▶ [Extract provided]
◇ ◇ ◇ ◇ ◇ ◇ ◇

Inefficient individual

  • The best way forward is to support or coach the inefficient team member. Usually, people are not lazy but too busy. Mentoring and coaching are good ways forward.
  • The best practice is for everyone to keep developing and improving.
  • Each team member must allocate time for self-development

Inefficient team

  • The team must be able to self-organize. Team members must be able to work individually, but more importantly they must be able to work as a team. Shared ways and common rules. Cherry picking when choosing tasks, coding too low or high quality, forgetting the common rules etc. are signs of a hot-shot not able for teamwork.

◇ ◇ ◇ ◇ ◇ ◇ ◇

▶ [Data block]

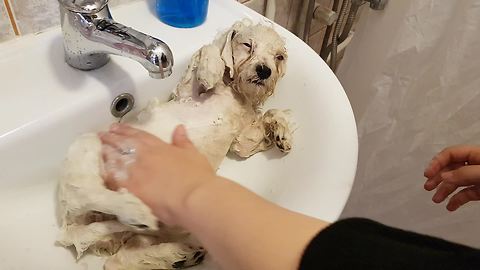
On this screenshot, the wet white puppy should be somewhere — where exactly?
[58,21,292,270]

◇ ◇ ◇ ◇ ◇ ◇ ◇

▶ [Stated goal] Reproduce verbatim the passage of the text on inefficient individuals and teams from "Inefficient individual" to "good ways forward.".

▶ [Task result]
Inefficient individual

  • The best way forward is to support or coach the inefficient team member. Usually, people are not lazy but too busy. Mentoring and coaching are good ways forward.